» DATA EXCERPTS:
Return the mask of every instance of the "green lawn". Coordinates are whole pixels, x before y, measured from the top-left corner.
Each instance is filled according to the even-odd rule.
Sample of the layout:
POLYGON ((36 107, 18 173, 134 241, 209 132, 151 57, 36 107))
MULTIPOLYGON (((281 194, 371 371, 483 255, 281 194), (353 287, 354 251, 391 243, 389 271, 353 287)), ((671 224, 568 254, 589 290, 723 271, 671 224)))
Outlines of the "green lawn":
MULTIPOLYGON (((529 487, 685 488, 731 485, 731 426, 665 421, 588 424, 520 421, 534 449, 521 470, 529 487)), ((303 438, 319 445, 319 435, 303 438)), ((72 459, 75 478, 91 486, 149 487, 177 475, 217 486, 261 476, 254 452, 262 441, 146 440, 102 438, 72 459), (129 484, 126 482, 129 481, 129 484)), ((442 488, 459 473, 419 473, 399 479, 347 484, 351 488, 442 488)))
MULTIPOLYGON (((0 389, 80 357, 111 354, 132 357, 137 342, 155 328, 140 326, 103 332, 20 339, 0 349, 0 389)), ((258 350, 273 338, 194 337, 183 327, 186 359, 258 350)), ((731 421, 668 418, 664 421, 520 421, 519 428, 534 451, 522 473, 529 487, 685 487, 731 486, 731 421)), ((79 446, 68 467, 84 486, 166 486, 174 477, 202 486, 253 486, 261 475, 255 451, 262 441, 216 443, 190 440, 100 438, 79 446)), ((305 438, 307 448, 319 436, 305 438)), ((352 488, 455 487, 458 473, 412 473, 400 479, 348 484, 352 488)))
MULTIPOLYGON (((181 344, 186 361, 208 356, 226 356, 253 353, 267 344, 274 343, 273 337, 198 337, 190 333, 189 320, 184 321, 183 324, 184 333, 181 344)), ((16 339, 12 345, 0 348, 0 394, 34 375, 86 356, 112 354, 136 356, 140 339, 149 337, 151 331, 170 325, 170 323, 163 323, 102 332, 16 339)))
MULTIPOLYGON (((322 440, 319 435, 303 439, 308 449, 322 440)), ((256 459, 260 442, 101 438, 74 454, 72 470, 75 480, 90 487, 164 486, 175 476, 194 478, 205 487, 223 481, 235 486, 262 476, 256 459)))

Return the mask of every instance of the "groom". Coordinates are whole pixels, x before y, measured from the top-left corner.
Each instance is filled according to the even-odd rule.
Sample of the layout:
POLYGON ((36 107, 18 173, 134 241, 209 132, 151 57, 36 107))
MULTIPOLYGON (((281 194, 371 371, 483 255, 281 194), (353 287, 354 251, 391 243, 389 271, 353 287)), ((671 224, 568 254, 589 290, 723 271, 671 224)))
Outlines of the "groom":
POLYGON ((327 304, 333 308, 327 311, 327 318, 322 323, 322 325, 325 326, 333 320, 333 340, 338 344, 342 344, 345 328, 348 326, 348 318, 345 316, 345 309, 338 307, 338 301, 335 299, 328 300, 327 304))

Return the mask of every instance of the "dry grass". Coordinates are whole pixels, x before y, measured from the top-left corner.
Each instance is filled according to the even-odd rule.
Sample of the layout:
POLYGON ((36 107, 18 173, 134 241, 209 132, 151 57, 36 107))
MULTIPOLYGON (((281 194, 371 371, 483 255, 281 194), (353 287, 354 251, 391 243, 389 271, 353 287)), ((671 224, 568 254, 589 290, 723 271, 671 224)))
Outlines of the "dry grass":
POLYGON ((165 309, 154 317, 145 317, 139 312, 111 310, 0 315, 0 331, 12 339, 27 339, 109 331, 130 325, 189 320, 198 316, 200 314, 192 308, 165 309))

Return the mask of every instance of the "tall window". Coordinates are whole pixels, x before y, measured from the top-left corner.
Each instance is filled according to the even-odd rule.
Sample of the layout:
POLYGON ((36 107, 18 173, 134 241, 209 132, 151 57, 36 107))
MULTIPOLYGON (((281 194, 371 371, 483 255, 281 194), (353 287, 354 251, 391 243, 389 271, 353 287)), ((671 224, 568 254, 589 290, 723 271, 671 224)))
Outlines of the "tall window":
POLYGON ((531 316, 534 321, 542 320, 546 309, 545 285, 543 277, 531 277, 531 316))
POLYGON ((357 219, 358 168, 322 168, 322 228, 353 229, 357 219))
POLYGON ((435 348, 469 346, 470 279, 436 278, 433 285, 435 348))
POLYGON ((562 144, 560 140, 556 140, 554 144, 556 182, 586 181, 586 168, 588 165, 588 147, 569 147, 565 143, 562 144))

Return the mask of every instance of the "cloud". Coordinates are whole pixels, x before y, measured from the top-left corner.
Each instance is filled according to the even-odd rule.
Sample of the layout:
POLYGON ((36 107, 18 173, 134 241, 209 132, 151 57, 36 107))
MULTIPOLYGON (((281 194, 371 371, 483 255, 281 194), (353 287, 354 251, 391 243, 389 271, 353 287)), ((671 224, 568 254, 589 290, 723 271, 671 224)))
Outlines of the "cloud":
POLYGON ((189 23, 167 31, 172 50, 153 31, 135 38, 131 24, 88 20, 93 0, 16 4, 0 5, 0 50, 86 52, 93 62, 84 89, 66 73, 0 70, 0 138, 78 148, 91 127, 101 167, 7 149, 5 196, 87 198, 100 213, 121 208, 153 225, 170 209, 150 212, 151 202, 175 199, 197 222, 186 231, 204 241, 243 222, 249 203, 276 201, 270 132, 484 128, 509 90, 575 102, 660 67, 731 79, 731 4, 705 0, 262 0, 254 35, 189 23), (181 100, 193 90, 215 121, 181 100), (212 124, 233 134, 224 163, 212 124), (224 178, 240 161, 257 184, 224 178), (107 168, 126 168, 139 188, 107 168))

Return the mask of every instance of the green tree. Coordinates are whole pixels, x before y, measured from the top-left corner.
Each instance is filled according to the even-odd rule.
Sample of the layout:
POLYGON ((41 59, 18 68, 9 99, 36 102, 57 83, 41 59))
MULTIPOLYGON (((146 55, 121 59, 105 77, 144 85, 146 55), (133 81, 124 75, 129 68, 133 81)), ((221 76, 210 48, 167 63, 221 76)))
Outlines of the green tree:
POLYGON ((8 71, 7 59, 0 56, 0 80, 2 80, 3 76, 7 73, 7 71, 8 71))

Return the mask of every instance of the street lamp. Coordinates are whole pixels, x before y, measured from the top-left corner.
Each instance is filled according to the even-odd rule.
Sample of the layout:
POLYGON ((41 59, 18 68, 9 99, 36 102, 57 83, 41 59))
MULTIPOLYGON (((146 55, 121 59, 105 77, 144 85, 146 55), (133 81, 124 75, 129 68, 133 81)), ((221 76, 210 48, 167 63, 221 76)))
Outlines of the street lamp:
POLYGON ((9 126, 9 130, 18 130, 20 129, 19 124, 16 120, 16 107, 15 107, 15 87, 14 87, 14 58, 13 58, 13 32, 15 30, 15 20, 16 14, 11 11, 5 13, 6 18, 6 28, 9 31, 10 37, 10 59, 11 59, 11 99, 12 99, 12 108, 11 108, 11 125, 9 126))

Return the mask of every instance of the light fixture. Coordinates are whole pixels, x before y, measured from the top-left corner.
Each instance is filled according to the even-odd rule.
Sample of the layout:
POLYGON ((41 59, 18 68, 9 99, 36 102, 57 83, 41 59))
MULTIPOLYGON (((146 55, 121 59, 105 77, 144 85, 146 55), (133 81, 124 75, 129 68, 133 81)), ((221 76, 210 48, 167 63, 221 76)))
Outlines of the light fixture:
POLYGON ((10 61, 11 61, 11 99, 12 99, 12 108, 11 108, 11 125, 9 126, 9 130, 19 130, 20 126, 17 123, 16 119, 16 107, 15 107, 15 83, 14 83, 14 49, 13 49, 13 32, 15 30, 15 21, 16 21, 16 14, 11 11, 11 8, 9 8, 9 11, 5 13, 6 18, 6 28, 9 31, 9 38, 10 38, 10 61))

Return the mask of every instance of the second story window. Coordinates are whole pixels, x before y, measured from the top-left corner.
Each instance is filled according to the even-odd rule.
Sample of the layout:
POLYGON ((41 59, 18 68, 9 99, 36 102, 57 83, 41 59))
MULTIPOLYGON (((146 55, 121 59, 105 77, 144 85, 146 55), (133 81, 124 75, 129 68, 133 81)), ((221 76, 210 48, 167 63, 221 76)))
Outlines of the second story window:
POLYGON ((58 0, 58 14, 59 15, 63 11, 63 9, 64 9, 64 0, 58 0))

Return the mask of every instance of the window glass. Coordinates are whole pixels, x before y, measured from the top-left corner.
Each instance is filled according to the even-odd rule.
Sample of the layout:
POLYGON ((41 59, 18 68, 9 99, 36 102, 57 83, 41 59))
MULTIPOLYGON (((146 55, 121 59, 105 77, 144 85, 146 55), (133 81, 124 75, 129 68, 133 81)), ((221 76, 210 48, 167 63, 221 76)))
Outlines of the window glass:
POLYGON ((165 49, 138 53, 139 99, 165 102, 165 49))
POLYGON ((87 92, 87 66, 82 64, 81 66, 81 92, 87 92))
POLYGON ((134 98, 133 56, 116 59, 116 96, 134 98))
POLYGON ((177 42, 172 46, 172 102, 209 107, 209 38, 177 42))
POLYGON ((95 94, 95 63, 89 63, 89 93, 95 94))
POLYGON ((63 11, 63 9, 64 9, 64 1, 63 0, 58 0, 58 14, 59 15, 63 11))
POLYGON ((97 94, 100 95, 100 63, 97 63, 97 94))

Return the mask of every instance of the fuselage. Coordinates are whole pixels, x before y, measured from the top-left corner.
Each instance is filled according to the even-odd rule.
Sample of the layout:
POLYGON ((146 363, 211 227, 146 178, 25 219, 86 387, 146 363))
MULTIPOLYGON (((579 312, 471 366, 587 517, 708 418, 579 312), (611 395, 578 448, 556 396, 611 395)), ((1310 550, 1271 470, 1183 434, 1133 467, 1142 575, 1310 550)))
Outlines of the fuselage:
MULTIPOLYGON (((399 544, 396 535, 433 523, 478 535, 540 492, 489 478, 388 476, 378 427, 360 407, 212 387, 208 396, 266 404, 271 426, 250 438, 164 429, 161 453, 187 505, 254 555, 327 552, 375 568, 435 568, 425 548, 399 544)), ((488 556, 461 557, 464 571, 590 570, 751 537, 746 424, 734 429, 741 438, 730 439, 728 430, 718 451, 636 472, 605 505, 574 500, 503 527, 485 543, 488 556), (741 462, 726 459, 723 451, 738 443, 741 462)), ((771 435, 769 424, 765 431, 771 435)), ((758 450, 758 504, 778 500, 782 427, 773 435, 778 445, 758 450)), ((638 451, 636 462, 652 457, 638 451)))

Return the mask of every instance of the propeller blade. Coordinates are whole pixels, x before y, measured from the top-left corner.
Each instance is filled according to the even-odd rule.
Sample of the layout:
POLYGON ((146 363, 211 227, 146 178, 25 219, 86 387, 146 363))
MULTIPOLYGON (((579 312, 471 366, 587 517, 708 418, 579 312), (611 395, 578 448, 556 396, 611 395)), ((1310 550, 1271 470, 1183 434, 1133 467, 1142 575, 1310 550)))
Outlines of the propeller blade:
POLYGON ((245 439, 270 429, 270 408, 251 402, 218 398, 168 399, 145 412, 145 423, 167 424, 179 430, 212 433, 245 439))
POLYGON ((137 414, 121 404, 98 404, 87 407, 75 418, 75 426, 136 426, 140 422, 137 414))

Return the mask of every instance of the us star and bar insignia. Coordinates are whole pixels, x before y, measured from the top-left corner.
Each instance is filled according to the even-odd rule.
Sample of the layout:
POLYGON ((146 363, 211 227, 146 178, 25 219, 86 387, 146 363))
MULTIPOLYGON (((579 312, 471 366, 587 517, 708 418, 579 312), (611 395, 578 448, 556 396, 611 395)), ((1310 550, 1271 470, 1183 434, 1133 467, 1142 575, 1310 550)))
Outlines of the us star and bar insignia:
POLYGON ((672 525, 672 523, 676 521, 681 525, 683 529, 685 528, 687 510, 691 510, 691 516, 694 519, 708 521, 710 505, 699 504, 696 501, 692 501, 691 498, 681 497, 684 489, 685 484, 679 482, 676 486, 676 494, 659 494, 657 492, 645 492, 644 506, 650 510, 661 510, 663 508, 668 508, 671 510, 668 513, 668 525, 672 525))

» DO THIS:
Please rewrite everything from the line containing "Return the mask of every instance of the window" down to the line containing "POLYGON ((63 11, 63", putting "glass pane" wherever "window glass" appears and leaving the rest unchanged.

» RESULT OF THE TASK:
Return the mask of every instance of the glass pane. Coordinates are whole pixels, x before y, measured from the top-left corner.
Each instance is filled according to the even-odd rule.
Sample of the layout:
POLYGON ((41 59, 18 68, 9 99, 36 102, 57 83, 41 59))
MULTIPOLYGON (((146 55, 121 59, 105 77, 144 85, 146 55), (133 81, 124 75, 129 68, 133 81)), ((221 76, 210 48, 167 63, 221 76)))
Outlines of the glass pane:
POLYGON ((165 49, 138 53, 139 99, 165 102, 165 49))
POLYGON ((87 92, 87 66, 82 64, 81 66, 81 92, 87 92))
POLYGON ((134 98, 133 56, 116 59, 116 96, 134 98))
POLYGON ((177 42, 172 46, 172 102, 209 107, 209 38, 177 42))
POLYGON ((95 94, 95 63, 89 63, 89 93, 95 94))
POLYGON ((63 11, 63 9, 64 9, 64 1, 63 0, 58 0, 58 14, 59 15, 63 11))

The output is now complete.